▸ KUTIPAN SUMBER
..........

Urgensi
Repositioning IPNU di Dunia Pelajar
Ikatan Pelajar Nahdlatul Ulama
(IPNU) setelah melakukan perubahan nama dari “Putra” ke “Pelajar” mempunyai
implikasi yang cukup dalam. Terutama dari aspek garapan dan pengelolaan kelembagaan.
Pada kongres tahun 2000 di Makassar lahir keputusan-keputusan strategis dan taktis. Salah
satunya adalah keputusan yang menyangkut
peneguhan eksistensi kepelajaran dalam tubuh organisasi
dengan Deklarasi Makassar-nya. IPNU yang sejak Kongres
Jombang berkepanjangan "Ikatan Putra Nahdlatul Ulama" dikembalikan
lagi sesuai khittah organisasi menjadi "Ikatan Pelajar Nahdlatul
Ulama". Dan Komitmen kepelajaran tersebut ditegaskan kembali di Kongres IPNU
XVI IPNU di Brebes Jateng kemarin dengan menghasilkan beberapa langkah-langkah
pengembangan strategis ke arah itu.
Hasil yang sangat menarik dari ketergugahan pada kongres
23-26 Maret 2000 di atas, adalah terdorongnya peserta kongres berikutnya,
kongres ke-14 IPNU di Surabaya pada Maret 2003, untuk merubah singkatan putra
pada IPNU menjadi pelajar. Jelas menunjukkan adanya koherensi produktif di saat
awal lahirnya Undang-Undang Sistem Pendidikan Nasional tahun 2003, untuk
berkomitmen dalam bidang pendidikan.
IPNU menjadi "Ikatan Pelajar" adalah kebutuhan, bahkan kebutuhan itu sudah tak dapat ditawar-tawar lagi, mengingat kelompok pelajar dan santri saat ini hampir tak terkendali dengan munculnya fenomena narkoba, video porno, free sex, tawuran pelajar, kenakalan remaja, fundamentalisme pelajar, dan bahkan fenomena anti agama! Kalau IPNU tidak kembali kepada mereka, mereka akan semakin tak terkendali.
IPNU menjadi "Ikatan Pelajar" adalah kebutuhan, bahkan kebutuhan itu sudah tak dapat ditawar-tawar lagi, mengingat kelompok pelajar dan santri saat ini hampir tak terkendali dengan munculnya fenomena narkoba, video porno, free sex, tawuran pelajar, kenakalan remaja, fundamentalisme pelajar, dan bahkan fenomena anti agama! Kalau IPNU tidak kembali kepada mereka, mereka akan semakin tak terkendali.
Kini, setelah tujuh tahun kongres di Surabaya dan belum
lama kemarin kongres IPNU di Brebes berakhir, IPNU secara serentak perlu
menegaskan jati dirinya kembali sebagai basis pengembangan kepelajaran dan
santri ataukah sekadar adagium "antara ada dan tiada". Saya mengemukakan hal
ini dengan maksud agar hal itu dibicarakan secara serius dalam wacana terbuka
bagi kalangan IPNU. Haruskah usia yang menua lebih dari 58 tahun, hanya akan
menjadi strategi pengembangan secara kultural dari praktik subaltern? Yaitu
refleksi asal-asalan dalam ritual perbincangan santai tanpa rumusan aplikatif.

..........

▸ KETENTUAN TUGAS
Salin tanpa perubahan seluruh bagian tulisan tentang IPNU di atas, mulai dari "Pada kongres tahun" terus ke bawah sampai "ke arah itu.".

..........

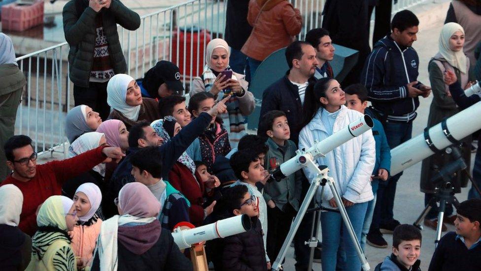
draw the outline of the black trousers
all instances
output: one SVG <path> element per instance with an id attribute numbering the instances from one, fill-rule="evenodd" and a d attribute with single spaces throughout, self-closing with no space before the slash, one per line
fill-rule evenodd
<path id="1" fill-rule="evenodd" d="M 90 82 L 88 87 L 73 85 L 73 100 L 75 106 L 85 105 L 100 115 L 103 120 L 110 114 L 110 107 L 107 104 L 107 84 Z"/>
<path id="2" fill-rule="evenodd" d="M 369 6 L 369 17 L 370 19 L 375 6 Z M 374 32 L 373 33 L 373 47 L 381 39 L 391 33 L 391 10 L 392 9 L 391 0 L 380 0 L 376 6 L 374 15 Z M 370 27 L 371 24 L 368 24 Z"/>
<path id="3" fill-rule="evenodd" d="M 292 219 L 297 212 L 291 204 L 287 203 L 284 206 L 284 210 L 277 206 L 267 208 L 267 255 L 271 259 L 271 263 L 275 261 L 275 258 L 280 251 L 287 233 L 291 228 Z"/>

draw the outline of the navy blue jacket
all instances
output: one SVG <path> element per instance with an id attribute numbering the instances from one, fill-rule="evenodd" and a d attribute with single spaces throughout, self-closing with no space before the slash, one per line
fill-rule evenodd
<path id="1" fill-rule="evenodd" d="M 291 82 L 287 75 L 275 82 L 264 91 L 261 106 L 260 121 L 266 113 L 272 110 L 280 110 L 286 114 L 291 129 L 290 140 L 297 146 L 299 142 L 299 132 L 302 127 L 302 103 L 297 86 Z M 315 81 L 311 77 L 309 82 Z"/>
<path id="2" fill-rule="evenodd" d="M 199 135 L 204 132 L 207 126 L 210 123 L 212 117 L 210 115 L 203 113 L 198 117 L 195 118 L 188 125 L 179 132 L 170 141 L 159 147 L 162 155 L 162 178 L 166 181 L 169 180 L 169 172 L 172 169 L 177 159 L 185 151 L 190 144 Z M 130 157 L 133 154 L 138 151 L 138 148 L 131 148 L 129 149 L 127 155 L 113 172 L 109 184 L 107 192 L 107 198 L 105 204 L 113 205 L 113 199 L 118 196 L 120 189 L 127 183 L 135 181 L 134 176 L 131 174 L 132 170 L 132 163 Z M 112 209 L 113 207 L 113 209 Z M 116 210 L 115 206 L 110 206 L 108 209 L 114 212 Z M 111 213 L 105 214 L 107 217 L 113 215 Z"/>
<path id="3" fill-rule="evenodd" d="M 417 80 L 419 65 L 412 47 L 402 49 L 389 35 L 376 42 L 368 57 L 361 83 L 367 88 L 374 109 L 390 121 L 410 122 L 415 118 L 419 98 L 409 97 L 406 85 Z"/>

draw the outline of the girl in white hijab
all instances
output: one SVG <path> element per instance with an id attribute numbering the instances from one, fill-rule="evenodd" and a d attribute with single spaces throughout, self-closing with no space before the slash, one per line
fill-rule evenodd
<path id="1" fill-rule="evenodd" d="M 229 132 L 231 148 L 237 148 L 239 141 L 246 134 L 244 125 L 245 116 L 254 111 L 255 102 L 254 95 L 248 90 L 248 83 L 245 76 L 232 72 L 230 79 L 227 79 L 222 72 L 231 72 L 229 66 L 230 49 L 229 45 L 222 39 L 214 39 L 206 49 L 206 66 L 201 77 L 192 81 L 189 92 L 190 97 L 201 91 L 208 91 L 215 97 L 217 102 L 224 98 L 225 94 L 233 94 L 226 103 L 227 113 L 220 114 L 223 125 Z"/>
<path id="2" fill-rule="evenodd" d="M 451 96 L 449 86 L 445 83 L 444 75 L 447 71 L 454 73 L 458 81 L 461 82 L 462 87 L 467 87 L 469 83 L 469 59 L 463 50 L 464 45 L 464 30 L 456 23 L 448 23 L 443 27 L 439 35 L 439 52 L 434 56 L 428 65 L 429 73 L 429 80 L 433 90 L 433 101 L 429 109 L 428 117 L 428 127 L 437 124 L 445 118 L 449 117 L 459 112 L 459 109 Z M 462 148 L 463 157 L 468 165 L 471 164 L 471 137 L 463 140 L 465 142 Z M 422 161 L 421 167 L 420 187 L 421 191 L 425 193 L 425 203 L 427 203 L 433 197 L 435 192 L 434 185 L 429 180 L 437 174 L 435 168 L 441 168 L 447 162 L 445 155 L 435 154 Z M 436 165 L 434 167 L 434 165 Z M 467 182 L 465 174 L 459 172 L 453 183 L 461 184 Z M 459 189 L 458 187 L 458 189 Z M 445 217 L 452 213 L 452 206 L 449 204 L 447 206 Z M 424 225 L 436 229 L 438 216 L 436 208 L 431 209 L 424 220 Z M 445 222 L 452 224 L 455 215 L 445 219 Z M 446 226 L 443 225 L 443 228 Z"/>
<path id="3" fill-rule="evenodd" d="M 79 258 L 77 263 L 82 267 L 86 266 L 92 258 L 100 233 L 102 220 L 95 213 L 102 201 L 100 189 L 92 183 L 85 183 L 78 187 L 73 196 L 78 222 L 69 233 L 74 254 Z"/>
<path id="4" fill-rule="evenodd" d="M 18 228 L 23 194 L 13 185 L 0 187 L 0 270 L 23 270 L 30 262 L 32 239 Z"/>
<path id="5" fill-rule="evenodd" d="M 107 103 L 111 110 L 108 118 L 121 120 L 127 130 L 137 121 L 160 118 L 157 101 L 142 98 L 137 82 L 127 75 L 115 75 L 108 81 Z"/>

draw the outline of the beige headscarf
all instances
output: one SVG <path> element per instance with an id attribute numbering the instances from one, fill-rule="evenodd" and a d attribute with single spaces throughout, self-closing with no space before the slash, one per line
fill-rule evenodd
<path id="1" fill-rule="evenodd" d="M 229 58 L 231 56 L 231 51 L 229 49 L 227 42 L 222 39 L 214 39 L 207 44 L 207 48 L 206 48 L 206 63 L 207 66 L 210 69 L 213 69 L 210 66 L 210 57 L 212 57 L 214 49 L 216 48 L 223 48 L 227 51 L 227 67 L 229 67 Z"/>
<path id="2" fill-rule="evenodd" d="M 20 221 L 23 194 L 13 185 L 0 187 L 0 224 L 17 227 Z"/>
<path id="3" fill-rule="evenodd" d="M 467 57 L 463 50 L 454 52 L 449 48 L 449 39 L 451 36 L 457 31 L 464 34 L 463 27 L 456 23 L 448 23 L 443 27 L 439 35 L 439 53 L 443 57 L 452 67 L 455 67 L 461 73 L 467 73 L 466 66 Z"/>

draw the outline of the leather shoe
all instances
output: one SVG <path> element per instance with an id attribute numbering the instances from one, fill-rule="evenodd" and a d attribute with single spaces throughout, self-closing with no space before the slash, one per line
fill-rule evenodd
<path id="1" fill-rule="evenodd" d="M 438 220 L 431 220 L 430 219 L 424 219 L 424 226 L 429 227 L 433 230 L 436 231 L 438 228 Z M 441 232 L 446 232 L 446 231 L 447 231 L 447 228 L 446 227 L 446 225 L 443 223 L 443 226 L 441 227 Z"/>

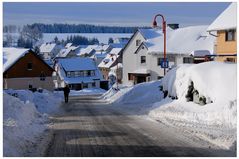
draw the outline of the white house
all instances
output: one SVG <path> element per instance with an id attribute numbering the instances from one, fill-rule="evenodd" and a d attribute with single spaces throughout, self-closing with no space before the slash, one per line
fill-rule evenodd
<path id="1" fill-rule="evenodd" d="M 54 89 L 54 70 L 30 49 L 3 48 L 4 89 Z"/>
<path id="2" fill-rule="evenodd" d="M 68 46 L 61 49 L 56 58 L 77 57 L 77 53 L 81 48 L 79 46 Z"/>
<path id="3" fill-rule="evenodd" d="M 122 48 L 113 48 L 98 65 L 105 80 L 109 79 L 110 68 L 122 61 L 120 59 L 121 50 Z"/>
<path id="4" fill-rule="evenodd" d="M 100 88 L 100 82 L 103 79 L 91 58 L 58 59 L 55 69 L 57 72 L 57 80 L 54 81 L 56 88 L 65 87 L 66 84 L 73 90 Z"/>
<path id="5" fill-rule="evenodd" d="M 176 30 L 167 28 L 168 69 L 182 63 L 193 63 L 192 54 L 195 51 L 213 54 L 215 38 L 209 36 L 206 29 L 207 26 L 192 26 Z M 161 68 L 164 57 L 161 30 L 139 29 L 122 54 L 124 84 L 158 80 L 164 76 L 164 69 Z"/>
<path id="6" fill-rule="evenodd" d="M 56 43 L 44 43 L 40 46 L 40 55 L 44 60 L 53 59 L 62 49 L 62 46 Z"/>

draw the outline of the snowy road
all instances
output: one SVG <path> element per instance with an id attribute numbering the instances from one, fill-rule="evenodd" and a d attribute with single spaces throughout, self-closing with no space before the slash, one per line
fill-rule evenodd
<path id="1" fill-rule="evenodd" d="M 231 156 L 162 123 L 124 115 L 97 97 L 74 97 L 52 118 L 45 156 Z"/>

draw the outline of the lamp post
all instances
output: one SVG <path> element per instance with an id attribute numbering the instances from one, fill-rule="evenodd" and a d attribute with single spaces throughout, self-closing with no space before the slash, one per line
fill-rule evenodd
<path id="1" fill-rule="evenodd" d="M 118 58 L 117 58 L 117 54 L 110 54 L 110 56 L 112 57 L 112 61 L 114 60 L 114 56 L 116 58 L 116 72 L 115 72 L 115 75 L 116 75 L 116 89 L 117 91 L 119 90 L 119 86 L 118 86 Z"/>
<path id="2" fill-rule="evenodd" d="M 166 21 L 164 19 L 164 16 L 162 14 L 157 14 L 154 16 L 153 19 L 153 28 L 157 27 L 157 22 L 156 22 L 156 18 L 160 16 L 162 18 L 162 29 L 163 29 L 163 34 L 164 34 L 164 51 L 163 51 L 163 57 L 164 57 L 164 65 L 166 64 Z M 166 74 L 166 68 L 164 67 L 164 75 Z"/>

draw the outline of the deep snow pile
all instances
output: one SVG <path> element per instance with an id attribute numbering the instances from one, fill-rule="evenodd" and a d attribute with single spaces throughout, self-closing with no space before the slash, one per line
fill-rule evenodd
<path id="1" fill-rule="evenodd" d="M 236 67 L 236 64 L 206 62 L 174 68 L 162 82 L 169 96 L 178 99 L 166 98 L 155 103 L 149 116 L 230 148 L 236 140 Z M 206 98 L 205 105 L 187 102 L 191 82 L 199 96 Z"/>
<path id="2" fill-rule="evenodd" d="M 46 129 L 46 118 L 29 101 L 3 93 L 3 154 L 25 156 L 34 147 L 39 134 Z"/>
<path id="3" fill-rule="evenodd" d="M 85 88 L 80 91 L 71 90 L 70 96 L 78 96 L 78 95 L 98 95 L 105 93 L 106 90 L 101 88 Z"/>
<path id="4" fill-rule="evenodd" d="M 152 81 L 131 87 L 120 86 L 119 91 L 115 90 L 115 86 L 113 86 L 102 97 L 119 109 L 127 107 L 131 111 L 140 112 L 148 109 L 152 103 L 160 101 L 163 98 L 160 85 L 161 81 Z"/>
<path id="5" fill-rule="evenodd" d="M 63 101 L 63 93 L 49 92 L 43 90 L 40 92 L 32 92 L 29 90 L 5 90 L 8 94 L 15 94 L 23 102 L 31 102 L 40 113 L 56 113 Z"/>

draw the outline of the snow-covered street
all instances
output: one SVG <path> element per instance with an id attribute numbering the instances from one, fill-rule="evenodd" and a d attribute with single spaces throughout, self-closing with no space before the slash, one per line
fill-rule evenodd
<path id="1" fill-rule="evenodd" d="M 235 156 L 235 66 L 181 65 L 159 81 L 72 91 L 66 104 L 61 91 L 6 90 L 4 156 Z"/>
<path id="2" fill-rule="evenodd" d="M 71 98 L 52 118 L 46 156 L 234 156 L 147 117 L 124 114 L 95 96 Z"/>

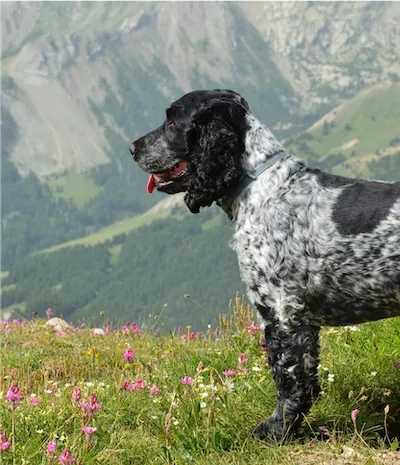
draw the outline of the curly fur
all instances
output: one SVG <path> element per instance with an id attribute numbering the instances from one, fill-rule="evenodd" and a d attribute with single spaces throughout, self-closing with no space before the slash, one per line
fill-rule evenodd
<path id="1" fill-rule="evenodd" d="M 135 142 L 134 155 L 146 170 L 149 153 L 165 167 L 184 152 L 193 212 L 282 150 L 238 94 L 194 92 L 176 103 L 186 121 L 173 140 L 184 150 L 169 148 L 165 161 L 159 131 Z M 277 390 L 274 412 L 253 433 L 281 440 L 319 393 L 320 327 L 400 315 L 400 183 L 334 176 L 286 155 L 238 195 L 231 226 Z"/>

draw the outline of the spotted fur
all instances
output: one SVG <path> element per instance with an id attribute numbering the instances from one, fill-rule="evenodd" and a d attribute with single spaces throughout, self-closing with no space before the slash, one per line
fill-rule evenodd
<path id="1" fill-rule="evenodd" d="M 201 124 L 216 130 L 209 121 L 199 121 L 196 112 L 204 101 L 210 105 L 219 97 L 211 93 L 187 95 L 190 99 L 185 96 L 178 103 L 186 105 L 184 118 L 188 118 L 190 131 L 193 125 Z M 230 156 L 237 158 L 240 152 L 242 171 L 252 172 L 282 146 L 239 97 L 232 99 L 231 105 L 239 105 L 242 113 L 232 111 L 221 118 L 218 112 L 215 115 L 214 107 L 210 118 L 225 125 L 226 138 L 228 130 L 234 133 L 229 140 L 237 144 L 237 150 Z M 229 120 L 233 116 L 243 120 L 233 124 Z M 157 131 L 156 143 L 160 144 L 158 138 L 163 135 Z M 186 141 L 184 135 L 182 140 Z M 176 137 L 182 138 L 182 133 Z M 148 153 L 153 163 L 163 165 L 163 154 L 149 142 L 153 139 L 154 133 L 142 138 L 139 145 L 145 150 L 135 153 L 144 169 Z M 178 153 L 193 153 L 190 144 L 182 144 Z M 221 184 L 221 179 L 228 178 L 223 178 L 223 164 L 214 161 L 218 137 L 210 136 L 206 142 L 195 138 L 191 144 L 201 151 L 201 157 L 187 155 L 189 174 L 198 176 L 205 164 L 208 170 L 207 195 L 200 193 L 201 183 L 196 184 L 198 211 L 197 207 L 209 205 L 210 199 L 235 191 L 240 170 L 237 159 L 236 165 L 231 164 L 221 148 L 226 169 L 232 172 L 231 167 L 236 167 L 227 185 Z M 218 190 L 208 187 L 213 182 L 210 167 L 215 166 L 216 179 L 222 185 Z M 188 206 L 195 211 L 191 208 L 191 186 L 187 191 Z M 201 203 L 201 199 L 206 200 Z M 259 438 L 281 440 L 297 430 L 312 398 L 319 393 L 320 327 L 400 315 L 400 183 L 330 175 L 286 154 L 238 195 L 231 216 L 230 245 L 237 253 L 250 302 L 259 313 L 277 389 L 274 412 L 253 432 Z"/>

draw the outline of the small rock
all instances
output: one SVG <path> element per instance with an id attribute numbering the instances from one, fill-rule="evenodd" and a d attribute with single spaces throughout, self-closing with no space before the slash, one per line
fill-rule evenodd
<path id="1" fill-rule="evenodd" d="M 71 328 L 71 326 L 62 318 L 50 318 L 50 320 L 46 323 L 46 326 L 53 328 L 54 331 L 61 332 L 65 332 L 67 329 Z"/>
<path id="2" fill-rule="evenodd" d="M 354 455 L 355 455 L 354 449 L 352 449 L 352 448 L 349 447 L 349 446 L 343 446 L 343 453 L 342 453 L 342 456 L 343 456 L 345 459 L 350 459 L 351 457 L 354 457 Z"/>

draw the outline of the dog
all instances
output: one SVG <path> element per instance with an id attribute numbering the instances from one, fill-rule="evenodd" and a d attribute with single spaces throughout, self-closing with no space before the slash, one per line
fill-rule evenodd
<path id="1" fill-rule="evenodd" d="M 321 326 L 400 315 L 400 182 L 307 167 L 231 90 L 184 95 L 130 152 L 148 192 L 184 191 L 191 212 L 216 202 L 228 214 L 277 392 L 252 432 L 287 438 L 320 392 Z"/>

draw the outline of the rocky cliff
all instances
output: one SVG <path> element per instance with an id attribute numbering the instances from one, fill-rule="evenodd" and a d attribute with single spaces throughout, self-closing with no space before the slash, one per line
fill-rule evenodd
<path id="1" fill-rule="evenodd" d="M 400 74 L 396 0 L 13 0 L 1 13 L 9 155 L 40 177 L 107 163 L 113 140 L 193 88 L 235 88 L 279 130 Z"/>

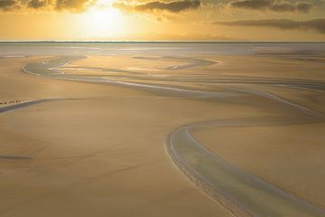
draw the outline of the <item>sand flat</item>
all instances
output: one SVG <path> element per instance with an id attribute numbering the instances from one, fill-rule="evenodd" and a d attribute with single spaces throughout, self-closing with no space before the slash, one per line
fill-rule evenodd
<path id="1" fill-rule="evenodd" d="M 324 128 L 321 61 L 300 67 L 301 61 L 272 56 L 90 56 L 54 69 L 64 74 L 29 74 L 22 68 L 45 62 L 47 70 L 51 60 L 64 62 L 75 57 L 0 60 L 4 99 L 47 99 L 0 114 L 2 216 L 34 216 L 35 212 L 46 216 L 232 216 L 229 207 L 181 173 L 166 150 L 167 137 L 191 123 L 263 121 L 265 117 L 283 118 L 284 126 L 273 126 L 272 121 L 268 126 L 271 119 L 266 118 L 266 126 L 245 127 L 251 130 L 253 143 L 237 127 L 195 130 L 194 136 L 236 166 L 323 206 L 316 186 L 324 177 L 310 169 L 324 165 L 323 137 L 317 130 Z M 176 64 L 180 67 L 171 68 Z M 288 73 L 284 64 L 290 65 Z M 103 75 L 107 68 L 114 70 Z M 306 69 L 311 71 L 309 76 Z M 289 85 L 277 86 L 283 84 Z M 218 130 L 223 130 L 221 136 Z M 275 137 L 278 140 L 273 140 Z M 311 137 L 314 146 L 308 149 L 305 144 Z M 219 138 L 227 145 L 221 149 Z M 311 164 L 293 160 L 290 139 L 291 144 L 303 144 L 295 154 L 308 153 Z M 238 143 L 247 149 L 237 148 Z M 270 155 L 268 164 L 259 166 L 265 160 L 260 153 L 276 157 Z M 287 164 L 289 156 L 292 161 Z M 294 165 L 305 171 L 292 169 Z M 294 183 L 311 174 L 312 181 Z"/>

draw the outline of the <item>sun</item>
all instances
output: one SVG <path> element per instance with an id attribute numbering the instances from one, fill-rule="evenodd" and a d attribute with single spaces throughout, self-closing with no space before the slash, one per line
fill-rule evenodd
<path id="1" fill-rule="evenodd" d="M 105 37 L 118 34 L 124 27 L 124 17 L 120 11 L 100 1 L 83 14 L 83 32 L 90 37 Z"/>

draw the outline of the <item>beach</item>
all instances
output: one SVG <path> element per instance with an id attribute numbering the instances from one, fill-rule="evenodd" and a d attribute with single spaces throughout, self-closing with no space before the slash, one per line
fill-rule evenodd
<path id="1" fill-rule="evenodd" d="M 0 58 L 1 101 L 13 102 L 0 107 L 1 216 L 324 213 L 322 44 L 308 53 L 149 45 L 51 53 L 28 44 L 23 57 Z M 186 137 L 171 153 L 181 127 L 201 154 L 240 171 L 239 185 L 262 180 L 258 191 L 286 202 L 265 205 L 258 192 L 247 204 L 244 185 L 210 183 L 216 167 L 189 154 Z"/>

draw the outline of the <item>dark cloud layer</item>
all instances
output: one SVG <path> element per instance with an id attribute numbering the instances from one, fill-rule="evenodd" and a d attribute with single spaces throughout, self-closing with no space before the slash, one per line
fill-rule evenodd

..........

▸ JAWABAN SOAL
Pada kongres tahun 2000 di Makassar lahir keputusan-keputusan strategis dan taktis. Salah
satunya adalah keputusan yang menyangkut
peneguhan eksistensi kepelajaran dalam tubuh organisasi
dengan Deklarasi Makassar-nya. IPNU yang sejak Kongres
Jombang berkepanjangan "Ikatan Putra Nahdlatul Ulama" dikembalikan
lagi sesuai khittah organisasi menjadi "Ikatan Pelajar Nahdlatul
Ulama". Dan Komitmen kepelajaran tersebut ditegaskan kembali di Kongres IPNU
XVI IPNU di Brebes Jateng kemarin dengan menghasilkan beberapa langkah-langkah
pengembangan strategis ke arah itu.